**ASSIGNMENT**
For the listing below, count the lines that contain "wheel" and report only the number.

──────── MATERIAL FOR THE TASK

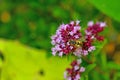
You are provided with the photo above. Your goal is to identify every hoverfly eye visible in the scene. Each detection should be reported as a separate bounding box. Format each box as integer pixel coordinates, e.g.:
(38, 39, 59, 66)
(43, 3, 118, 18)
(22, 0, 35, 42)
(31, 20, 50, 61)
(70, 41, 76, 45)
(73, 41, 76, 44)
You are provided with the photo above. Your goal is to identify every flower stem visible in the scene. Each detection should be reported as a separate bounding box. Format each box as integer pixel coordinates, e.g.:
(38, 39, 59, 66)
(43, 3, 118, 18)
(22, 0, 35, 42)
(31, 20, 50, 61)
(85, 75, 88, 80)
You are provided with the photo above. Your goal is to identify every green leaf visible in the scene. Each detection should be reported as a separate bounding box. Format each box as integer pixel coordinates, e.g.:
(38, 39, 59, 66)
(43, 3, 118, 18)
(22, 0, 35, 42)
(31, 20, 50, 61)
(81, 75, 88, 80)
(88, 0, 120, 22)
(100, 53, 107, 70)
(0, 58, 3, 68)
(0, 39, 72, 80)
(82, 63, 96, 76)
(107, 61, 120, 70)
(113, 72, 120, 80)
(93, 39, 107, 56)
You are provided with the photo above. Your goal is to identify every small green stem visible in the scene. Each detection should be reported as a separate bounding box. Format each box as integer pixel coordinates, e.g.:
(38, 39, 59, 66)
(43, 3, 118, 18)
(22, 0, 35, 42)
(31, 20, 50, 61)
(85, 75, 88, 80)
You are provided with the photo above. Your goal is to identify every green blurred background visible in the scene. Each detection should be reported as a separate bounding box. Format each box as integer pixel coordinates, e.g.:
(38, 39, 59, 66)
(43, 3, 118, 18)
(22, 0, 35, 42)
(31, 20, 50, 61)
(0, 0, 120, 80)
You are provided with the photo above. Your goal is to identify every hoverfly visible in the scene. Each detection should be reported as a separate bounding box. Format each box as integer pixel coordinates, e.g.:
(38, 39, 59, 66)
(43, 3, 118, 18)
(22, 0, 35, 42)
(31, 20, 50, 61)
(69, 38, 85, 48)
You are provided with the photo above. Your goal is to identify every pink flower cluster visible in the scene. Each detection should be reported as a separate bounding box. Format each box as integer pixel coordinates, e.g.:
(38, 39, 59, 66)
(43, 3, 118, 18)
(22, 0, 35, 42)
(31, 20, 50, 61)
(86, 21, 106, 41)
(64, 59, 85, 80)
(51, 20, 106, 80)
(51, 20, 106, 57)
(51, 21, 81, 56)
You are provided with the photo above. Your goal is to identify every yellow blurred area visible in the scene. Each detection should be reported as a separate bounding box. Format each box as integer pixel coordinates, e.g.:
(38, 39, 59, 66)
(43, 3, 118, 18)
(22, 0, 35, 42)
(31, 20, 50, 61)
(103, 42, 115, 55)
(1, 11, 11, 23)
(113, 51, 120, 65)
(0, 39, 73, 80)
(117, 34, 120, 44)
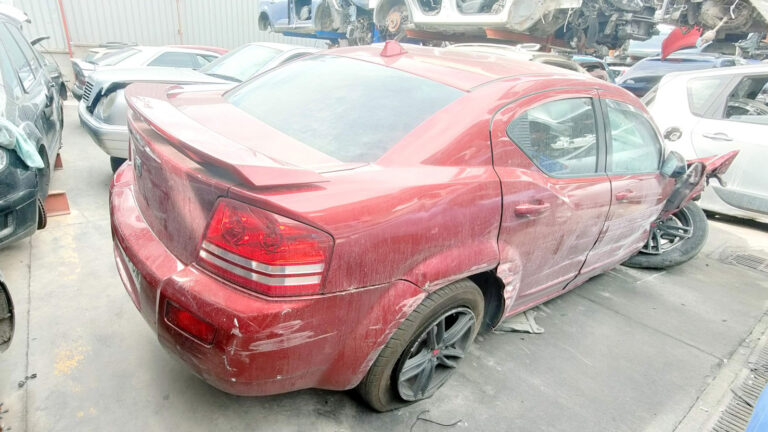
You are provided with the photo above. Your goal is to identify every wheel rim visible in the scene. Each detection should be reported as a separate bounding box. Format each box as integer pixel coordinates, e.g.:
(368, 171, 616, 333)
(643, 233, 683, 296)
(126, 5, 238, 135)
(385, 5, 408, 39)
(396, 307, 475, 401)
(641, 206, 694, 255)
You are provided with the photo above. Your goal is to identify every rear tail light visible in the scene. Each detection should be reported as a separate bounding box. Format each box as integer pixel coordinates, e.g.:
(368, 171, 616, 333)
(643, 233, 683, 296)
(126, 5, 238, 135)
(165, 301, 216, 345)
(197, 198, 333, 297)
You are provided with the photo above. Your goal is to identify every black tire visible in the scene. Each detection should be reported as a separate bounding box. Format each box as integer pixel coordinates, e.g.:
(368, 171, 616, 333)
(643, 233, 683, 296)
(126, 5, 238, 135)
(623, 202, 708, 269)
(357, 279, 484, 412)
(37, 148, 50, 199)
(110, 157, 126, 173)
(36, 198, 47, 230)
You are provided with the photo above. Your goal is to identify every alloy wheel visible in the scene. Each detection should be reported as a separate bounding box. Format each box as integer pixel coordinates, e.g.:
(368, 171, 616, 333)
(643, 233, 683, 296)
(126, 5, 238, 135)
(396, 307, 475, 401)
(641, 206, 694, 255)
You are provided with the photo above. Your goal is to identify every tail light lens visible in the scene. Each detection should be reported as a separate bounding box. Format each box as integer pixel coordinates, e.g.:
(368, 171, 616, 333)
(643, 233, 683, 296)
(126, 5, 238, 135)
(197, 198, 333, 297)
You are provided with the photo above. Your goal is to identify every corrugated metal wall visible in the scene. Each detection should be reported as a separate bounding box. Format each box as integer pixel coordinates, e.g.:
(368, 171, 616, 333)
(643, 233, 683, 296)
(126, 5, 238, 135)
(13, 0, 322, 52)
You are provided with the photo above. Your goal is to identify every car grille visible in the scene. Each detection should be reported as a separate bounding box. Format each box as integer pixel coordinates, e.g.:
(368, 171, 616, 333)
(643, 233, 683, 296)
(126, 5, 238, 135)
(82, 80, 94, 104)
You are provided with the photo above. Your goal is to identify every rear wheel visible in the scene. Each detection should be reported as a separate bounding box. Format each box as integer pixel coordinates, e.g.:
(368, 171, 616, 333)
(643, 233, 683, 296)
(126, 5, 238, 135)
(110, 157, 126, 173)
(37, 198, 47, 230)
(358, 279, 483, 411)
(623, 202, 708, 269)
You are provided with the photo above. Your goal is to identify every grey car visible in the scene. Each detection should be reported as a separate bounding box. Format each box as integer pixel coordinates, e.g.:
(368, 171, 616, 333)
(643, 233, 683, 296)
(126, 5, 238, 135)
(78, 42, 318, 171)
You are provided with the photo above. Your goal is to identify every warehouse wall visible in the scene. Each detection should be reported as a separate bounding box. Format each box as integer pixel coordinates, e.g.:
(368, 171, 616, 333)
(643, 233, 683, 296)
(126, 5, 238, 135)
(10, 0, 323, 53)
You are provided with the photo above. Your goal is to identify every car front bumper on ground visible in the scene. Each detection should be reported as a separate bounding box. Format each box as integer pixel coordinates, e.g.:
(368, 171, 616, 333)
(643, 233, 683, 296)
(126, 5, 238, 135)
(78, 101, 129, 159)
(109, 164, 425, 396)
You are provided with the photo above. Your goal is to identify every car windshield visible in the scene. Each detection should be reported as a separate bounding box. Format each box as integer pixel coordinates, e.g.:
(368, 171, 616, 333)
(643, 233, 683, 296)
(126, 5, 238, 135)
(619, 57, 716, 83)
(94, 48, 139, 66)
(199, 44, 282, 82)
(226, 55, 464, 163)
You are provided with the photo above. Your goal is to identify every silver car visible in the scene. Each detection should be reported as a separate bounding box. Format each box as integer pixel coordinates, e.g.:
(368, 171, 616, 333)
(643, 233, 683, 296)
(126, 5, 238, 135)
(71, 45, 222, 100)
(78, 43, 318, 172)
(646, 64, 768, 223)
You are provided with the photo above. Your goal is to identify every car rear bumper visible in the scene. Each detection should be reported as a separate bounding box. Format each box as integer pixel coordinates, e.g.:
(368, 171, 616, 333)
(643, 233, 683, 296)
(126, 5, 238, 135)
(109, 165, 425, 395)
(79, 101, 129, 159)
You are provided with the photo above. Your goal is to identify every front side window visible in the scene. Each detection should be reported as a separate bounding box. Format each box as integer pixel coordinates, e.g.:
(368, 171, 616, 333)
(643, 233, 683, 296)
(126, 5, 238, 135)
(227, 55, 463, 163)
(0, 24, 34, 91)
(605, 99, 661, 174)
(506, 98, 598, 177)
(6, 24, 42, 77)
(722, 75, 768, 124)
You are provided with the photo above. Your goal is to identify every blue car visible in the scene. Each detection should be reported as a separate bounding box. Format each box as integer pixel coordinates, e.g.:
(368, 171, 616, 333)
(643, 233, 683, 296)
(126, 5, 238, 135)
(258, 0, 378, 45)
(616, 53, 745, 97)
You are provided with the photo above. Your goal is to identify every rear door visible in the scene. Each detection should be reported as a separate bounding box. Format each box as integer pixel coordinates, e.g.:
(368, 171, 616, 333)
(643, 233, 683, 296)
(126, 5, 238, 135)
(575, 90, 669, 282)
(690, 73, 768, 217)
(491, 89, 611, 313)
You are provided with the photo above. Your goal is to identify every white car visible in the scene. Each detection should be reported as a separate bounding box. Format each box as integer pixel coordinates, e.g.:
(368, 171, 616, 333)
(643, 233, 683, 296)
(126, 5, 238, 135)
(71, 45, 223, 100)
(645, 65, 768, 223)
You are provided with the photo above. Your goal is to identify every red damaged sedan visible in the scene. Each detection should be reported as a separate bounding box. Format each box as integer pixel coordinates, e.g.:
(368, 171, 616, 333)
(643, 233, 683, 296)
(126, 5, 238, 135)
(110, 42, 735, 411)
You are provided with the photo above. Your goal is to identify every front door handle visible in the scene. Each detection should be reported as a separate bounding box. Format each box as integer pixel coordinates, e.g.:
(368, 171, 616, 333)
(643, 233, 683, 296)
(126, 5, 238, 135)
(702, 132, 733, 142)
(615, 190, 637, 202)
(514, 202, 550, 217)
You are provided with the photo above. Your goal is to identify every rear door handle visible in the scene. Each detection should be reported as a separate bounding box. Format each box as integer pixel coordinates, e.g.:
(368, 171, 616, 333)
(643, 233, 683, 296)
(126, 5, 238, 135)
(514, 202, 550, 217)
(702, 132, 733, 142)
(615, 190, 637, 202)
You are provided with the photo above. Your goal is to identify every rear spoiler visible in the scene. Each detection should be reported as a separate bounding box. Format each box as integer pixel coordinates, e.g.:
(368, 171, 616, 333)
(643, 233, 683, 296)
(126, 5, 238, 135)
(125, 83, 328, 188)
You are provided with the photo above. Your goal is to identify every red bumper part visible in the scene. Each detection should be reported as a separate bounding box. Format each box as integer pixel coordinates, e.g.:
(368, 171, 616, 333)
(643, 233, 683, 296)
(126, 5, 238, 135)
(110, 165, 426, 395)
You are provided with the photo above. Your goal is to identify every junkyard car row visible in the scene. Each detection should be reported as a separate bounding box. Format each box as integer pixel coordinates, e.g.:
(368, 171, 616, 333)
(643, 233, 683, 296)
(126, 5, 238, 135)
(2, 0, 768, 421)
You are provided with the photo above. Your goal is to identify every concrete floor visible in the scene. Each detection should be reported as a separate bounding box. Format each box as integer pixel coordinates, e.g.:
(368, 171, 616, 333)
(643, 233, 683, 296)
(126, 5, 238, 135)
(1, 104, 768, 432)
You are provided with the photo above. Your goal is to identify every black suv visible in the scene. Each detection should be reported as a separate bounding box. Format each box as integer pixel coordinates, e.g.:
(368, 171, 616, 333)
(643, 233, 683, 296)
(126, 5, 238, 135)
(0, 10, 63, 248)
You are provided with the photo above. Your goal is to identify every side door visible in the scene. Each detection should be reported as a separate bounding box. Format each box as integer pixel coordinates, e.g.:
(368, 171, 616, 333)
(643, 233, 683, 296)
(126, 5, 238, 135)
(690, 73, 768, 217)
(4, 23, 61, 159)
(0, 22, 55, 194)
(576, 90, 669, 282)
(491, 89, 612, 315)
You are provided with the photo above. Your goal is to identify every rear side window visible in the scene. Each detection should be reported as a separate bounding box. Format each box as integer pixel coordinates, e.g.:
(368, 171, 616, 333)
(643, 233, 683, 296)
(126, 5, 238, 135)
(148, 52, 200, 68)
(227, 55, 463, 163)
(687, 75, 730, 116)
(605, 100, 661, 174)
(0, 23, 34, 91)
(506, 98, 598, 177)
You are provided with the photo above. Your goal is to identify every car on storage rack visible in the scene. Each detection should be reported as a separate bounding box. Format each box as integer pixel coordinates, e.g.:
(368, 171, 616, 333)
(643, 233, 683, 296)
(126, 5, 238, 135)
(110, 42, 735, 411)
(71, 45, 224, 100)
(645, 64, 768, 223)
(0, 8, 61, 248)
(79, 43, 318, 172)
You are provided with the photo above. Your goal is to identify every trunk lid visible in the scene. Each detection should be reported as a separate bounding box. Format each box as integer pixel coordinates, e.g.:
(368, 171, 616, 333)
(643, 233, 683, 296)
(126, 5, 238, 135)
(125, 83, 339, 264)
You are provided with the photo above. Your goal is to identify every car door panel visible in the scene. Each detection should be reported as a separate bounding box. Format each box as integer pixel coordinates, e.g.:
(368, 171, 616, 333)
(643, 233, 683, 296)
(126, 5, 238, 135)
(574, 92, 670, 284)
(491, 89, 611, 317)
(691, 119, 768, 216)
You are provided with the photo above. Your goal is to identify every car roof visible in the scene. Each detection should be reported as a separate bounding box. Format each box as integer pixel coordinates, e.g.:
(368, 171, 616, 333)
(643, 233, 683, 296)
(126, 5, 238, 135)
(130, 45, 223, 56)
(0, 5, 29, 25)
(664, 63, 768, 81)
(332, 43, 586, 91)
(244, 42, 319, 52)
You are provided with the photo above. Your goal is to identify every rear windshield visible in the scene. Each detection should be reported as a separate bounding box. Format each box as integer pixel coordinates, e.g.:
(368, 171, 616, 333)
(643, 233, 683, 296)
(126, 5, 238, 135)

────────────────

**OUTPUT FOR THIS EXERCISE**
3